AIM:
Repeat word for word the line with "Target: green leafy shrub" and every line after it until the records below run out.
-- MATERIAL SUPPLIED start --
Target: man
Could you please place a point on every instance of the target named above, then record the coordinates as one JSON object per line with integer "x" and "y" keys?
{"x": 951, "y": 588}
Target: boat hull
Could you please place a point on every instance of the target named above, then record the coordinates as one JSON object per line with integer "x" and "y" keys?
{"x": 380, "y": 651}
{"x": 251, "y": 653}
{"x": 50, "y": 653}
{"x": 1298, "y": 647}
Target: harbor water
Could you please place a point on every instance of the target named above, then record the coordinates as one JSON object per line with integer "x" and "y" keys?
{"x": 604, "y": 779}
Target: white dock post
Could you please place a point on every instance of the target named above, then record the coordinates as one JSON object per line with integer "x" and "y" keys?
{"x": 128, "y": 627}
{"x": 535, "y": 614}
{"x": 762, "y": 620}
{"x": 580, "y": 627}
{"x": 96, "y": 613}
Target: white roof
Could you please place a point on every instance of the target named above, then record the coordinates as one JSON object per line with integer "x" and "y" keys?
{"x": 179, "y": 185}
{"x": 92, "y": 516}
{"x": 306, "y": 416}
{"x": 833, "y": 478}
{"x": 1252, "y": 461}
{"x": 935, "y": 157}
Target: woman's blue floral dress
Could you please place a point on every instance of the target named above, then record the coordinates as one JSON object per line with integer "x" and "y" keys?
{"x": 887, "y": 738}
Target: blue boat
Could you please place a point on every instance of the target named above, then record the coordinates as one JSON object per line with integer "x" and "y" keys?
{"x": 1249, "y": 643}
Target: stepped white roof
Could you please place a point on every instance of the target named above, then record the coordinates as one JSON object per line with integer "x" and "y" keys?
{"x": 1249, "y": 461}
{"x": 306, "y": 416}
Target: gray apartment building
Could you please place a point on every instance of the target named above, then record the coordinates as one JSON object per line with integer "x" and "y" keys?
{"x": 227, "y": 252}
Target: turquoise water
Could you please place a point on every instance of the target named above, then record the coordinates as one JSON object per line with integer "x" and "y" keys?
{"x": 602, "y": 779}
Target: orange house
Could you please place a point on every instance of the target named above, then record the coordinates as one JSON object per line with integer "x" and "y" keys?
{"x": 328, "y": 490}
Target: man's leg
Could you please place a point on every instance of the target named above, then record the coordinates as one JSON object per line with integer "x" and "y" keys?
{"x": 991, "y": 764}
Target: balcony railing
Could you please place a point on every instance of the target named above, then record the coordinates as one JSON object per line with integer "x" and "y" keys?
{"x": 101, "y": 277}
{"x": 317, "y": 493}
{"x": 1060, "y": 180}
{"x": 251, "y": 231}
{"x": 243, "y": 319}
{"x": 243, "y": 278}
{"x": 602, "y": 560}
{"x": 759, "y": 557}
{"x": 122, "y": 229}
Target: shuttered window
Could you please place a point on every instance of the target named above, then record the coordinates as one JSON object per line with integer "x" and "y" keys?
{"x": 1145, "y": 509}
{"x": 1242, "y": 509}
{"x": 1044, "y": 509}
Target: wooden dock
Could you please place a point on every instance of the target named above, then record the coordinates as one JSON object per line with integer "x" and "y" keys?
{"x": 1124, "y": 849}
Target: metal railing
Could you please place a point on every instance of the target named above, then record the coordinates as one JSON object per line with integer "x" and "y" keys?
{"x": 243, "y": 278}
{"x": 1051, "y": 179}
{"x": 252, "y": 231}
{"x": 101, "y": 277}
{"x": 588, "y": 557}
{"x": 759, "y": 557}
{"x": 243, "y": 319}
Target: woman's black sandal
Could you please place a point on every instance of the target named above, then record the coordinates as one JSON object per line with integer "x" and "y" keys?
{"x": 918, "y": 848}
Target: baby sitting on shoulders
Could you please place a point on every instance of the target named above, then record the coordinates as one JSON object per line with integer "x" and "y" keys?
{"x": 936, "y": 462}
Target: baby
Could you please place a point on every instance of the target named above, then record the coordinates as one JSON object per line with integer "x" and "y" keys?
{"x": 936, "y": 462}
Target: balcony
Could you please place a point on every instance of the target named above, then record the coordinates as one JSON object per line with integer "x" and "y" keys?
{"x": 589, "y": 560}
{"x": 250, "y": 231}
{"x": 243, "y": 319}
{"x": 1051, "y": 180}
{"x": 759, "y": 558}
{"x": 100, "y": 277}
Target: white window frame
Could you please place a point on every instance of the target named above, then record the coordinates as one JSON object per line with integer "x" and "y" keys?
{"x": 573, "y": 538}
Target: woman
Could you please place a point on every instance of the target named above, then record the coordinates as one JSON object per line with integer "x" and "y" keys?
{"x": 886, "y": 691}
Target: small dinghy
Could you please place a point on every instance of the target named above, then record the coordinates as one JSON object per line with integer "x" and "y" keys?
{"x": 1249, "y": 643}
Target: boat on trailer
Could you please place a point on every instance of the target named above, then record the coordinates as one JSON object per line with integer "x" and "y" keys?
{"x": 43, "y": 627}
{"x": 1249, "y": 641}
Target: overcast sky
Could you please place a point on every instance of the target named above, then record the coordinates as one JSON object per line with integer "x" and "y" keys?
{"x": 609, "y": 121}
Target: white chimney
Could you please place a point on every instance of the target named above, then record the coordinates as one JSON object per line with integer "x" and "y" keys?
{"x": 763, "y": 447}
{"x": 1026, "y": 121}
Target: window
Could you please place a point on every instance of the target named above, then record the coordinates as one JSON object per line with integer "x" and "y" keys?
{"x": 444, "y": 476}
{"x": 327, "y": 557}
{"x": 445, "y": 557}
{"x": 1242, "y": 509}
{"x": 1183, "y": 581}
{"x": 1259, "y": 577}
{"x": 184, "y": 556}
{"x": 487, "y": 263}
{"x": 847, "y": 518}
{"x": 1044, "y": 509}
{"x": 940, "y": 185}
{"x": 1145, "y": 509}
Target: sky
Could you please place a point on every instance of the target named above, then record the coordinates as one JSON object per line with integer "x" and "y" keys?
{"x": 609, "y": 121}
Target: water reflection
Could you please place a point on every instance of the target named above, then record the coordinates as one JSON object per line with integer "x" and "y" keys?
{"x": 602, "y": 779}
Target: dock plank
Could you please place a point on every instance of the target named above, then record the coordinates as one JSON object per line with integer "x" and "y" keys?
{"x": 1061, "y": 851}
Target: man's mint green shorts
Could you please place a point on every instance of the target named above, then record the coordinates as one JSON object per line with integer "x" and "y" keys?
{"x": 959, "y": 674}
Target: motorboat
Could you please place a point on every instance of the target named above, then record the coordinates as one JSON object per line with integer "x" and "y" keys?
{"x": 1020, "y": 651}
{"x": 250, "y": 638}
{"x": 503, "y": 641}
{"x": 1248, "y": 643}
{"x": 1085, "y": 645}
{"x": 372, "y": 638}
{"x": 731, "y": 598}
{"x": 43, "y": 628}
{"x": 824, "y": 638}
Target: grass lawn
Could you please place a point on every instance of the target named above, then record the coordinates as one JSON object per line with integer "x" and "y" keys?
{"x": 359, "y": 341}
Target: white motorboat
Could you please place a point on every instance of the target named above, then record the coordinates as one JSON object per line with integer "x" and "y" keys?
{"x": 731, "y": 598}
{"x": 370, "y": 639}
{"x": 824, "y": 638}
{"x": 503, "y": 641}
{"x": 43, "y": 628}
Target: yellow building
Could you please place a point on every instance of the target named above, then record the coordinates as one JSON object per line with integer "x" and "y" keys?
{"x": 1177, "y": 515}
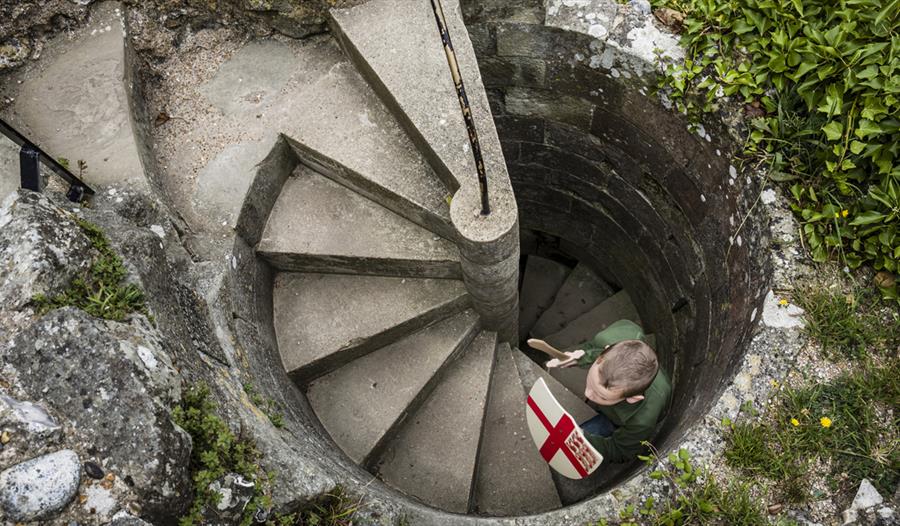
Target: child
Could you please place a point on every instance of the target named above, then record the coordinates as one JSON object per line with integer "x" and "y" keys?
{"x": 624, "y": 379}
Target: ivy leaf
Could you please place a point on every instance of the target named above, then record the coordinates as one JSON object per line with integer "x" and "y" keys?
{"x": 866, "y": 128}
{"x": 834, "y": 130}
{"x": 833, "y": 101}
{"x": 867, "y": 218}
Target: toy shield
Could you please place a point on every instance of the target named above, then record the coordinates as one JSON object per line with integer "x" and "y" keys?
{"x": 556, "y": 435}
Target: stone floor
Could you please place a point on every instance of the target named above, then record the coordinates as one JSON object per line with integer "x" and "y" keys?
{"x": 72, "y": 102}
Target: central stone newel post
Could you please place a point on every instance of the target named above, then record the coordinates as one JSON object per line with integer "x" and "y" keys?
{"x": 397, "y": 47}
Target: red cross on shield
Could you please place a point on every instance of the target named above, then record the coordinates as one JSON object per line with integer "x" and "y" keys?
{"x": 556, "y": 435}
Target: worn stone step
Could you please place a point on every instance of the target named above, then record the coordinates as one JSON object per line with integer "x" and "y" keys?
{"x": 512, "y": 477}
{"x": 433, "y": 457}
{"x": 341, "y": 128}
{"x": 324, "y": 321}
{"x": 363, "y": 402}
{"x": 318, "y": 225}
{"x": 419, "y": 88}
{"x": 541, "y": 281}
{"x": 582, "y": 291}
{"x": 529, "y": 371}
{"x": 584, "y": 327}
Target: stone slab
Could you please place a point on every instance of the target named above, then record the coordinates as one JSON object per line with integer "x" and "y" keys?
{"x": 582, "y": 291}
{"x": 433, "y": 457}
{"x": 73, "y": 103}
{"x": 513, "y": 478}
{"x": 323, "y": 321}
{"x": 251, "y": 77}
{"x": 540, "y": 284}
{"x": 360, "y": 403}
{"x": 529, "y": 371}
{"x": 222, "y": 184}
{"x": 617, "y": 307}
{"x": 318, "y": 225}
{"x": 419, "y": 88}
{"x": 420, "y": 92}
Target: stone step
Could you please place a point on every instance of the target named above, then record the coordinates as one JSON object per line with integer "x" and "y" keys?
{"x": 318, "y": 225}
{"x": 433, "y": 457}
{"x": 582, "y": 291}
{"x": 419, "y": 89}
{"x": 362, "y": 403}
{"x": 324, "y": 321}
{"x": 584, "y": 327}
{"x": 541, "y": 281}
{"x": 529, "y": 372}
{"x": 343, "y": 130}
{"x": 512, "y": 477}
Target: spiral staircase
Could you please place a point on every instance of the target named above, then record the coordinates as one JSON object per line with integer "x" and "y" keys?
{"x": 377, "y": 317}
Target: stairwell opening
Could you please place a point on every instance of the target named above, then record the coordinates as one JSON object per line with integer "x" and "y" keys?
{"x": 607, "y": 178}
{"x": 604, "y": 179}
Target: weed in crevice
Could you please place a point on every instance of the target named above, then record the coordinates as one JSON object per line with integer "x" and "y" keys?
{"x": 268, "y": 406}
{"x": 216, "y": 452}
{"x": 100, "y": 291}
{"x": 331, "y": 509}
{"x": 695, "y": 497}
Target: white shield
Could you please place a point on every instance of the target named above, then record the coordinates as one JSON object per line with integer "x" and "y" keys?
{"x": 557, "y": 435}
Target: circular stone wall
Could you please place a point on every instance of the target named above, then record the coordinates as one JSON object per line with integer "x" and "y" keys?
{"x": 649, "y": 205}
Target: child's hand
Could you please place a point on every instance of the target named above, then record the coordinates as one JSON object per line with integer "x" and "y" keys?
{"x": 573, "y": 359}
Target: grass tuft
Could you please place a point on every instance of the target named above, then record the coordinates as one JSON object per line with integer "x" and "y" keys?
{"x": 850, "y": 424}
{"x": 849, "y": 325}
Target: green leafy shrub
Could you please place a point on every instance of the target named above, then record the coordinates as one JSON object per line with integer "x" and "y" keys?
{"x": 821, "y": 81}
{"x": 101, "y": 290}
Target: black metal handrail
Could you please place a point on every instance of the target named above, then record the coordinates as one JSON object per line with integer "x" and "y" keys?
{"x": 463, "y": 103}
{"x": 29, "y": 157}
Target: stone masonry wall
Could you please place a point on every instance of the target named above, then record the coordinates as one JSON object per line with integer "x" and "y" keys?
{"x": 596, "y": 160}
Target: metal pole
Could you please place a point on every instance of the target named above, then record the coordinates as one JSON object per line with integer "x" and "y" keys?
{"x": 463, "y": 103}
{"x": 29, "y": 169}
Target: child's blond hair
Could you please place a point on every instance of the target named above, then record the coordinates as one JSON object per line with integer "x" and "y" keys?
{"x": 628, "y": 366}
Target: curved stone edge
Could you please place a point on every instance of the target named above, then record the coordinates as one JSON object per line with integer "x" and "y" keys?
{"x": 240, "y": 293}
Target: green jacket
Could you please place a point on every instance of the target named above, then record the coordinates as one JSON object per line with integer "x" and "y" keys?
{"x": 635, "y": 422}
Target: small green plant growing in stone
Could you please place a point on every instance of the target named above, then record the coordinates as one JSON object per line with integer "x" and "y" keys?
-- MATERIAL SUPPLIED end --
TASK SOLUTION:
Target: green leafy shrub
Could you please place a point on every instance of the target named above, then record the coordinates as one JSON object per line with integer "x" and "y" keys?
{"x": 821, "y": 81}
{"x": 101, "y": 290}
Target: black metal handrail
Could you please place a point on every instance of the target named above, then record the coordinates as one JSON object per line with integer "x" and "y" keys?
{"x": 463, "y": 103}
{"x": 29, "y": 157}
Target: stone masonry wall
Could you please place a point on every instance of the target named above, then record the coordinates as one JSON object per line with integer "x" and "y" keys?
{"x": 596, "y": 160}
Target: metal pole
Could you please place a point on every instance of the target named above, then record the coordinates as one JSON object per line with integer "x" and "y" keys?
{"x": 463, "y": 103}
{"x": 29, "y": 169}
Target: child's blond hair
Could you please place a point on every instance of the target named above, then record the coordinates as one JSON object per line with integer "x" and "y" keys?
{"x": 628, "y": 366}
Target: curved stone edge
Could you please place a point on every instance of the target named above, then record the coordinates as one JSON object per line with integer "x" and "y" keys?
{"x": 240, "y": 293}
Target: green jacket
Could you please place a point on every instance of the target named above, then record the coordinates as one JSON object per line with integer "x" and "y" keys?
{"x": 635, "y": 422}
Target: small green plant growing in stone
Could you please place a point on every instance of the target named above, then record the coordinates as one JSON object per line with integer "x" and "y" keys?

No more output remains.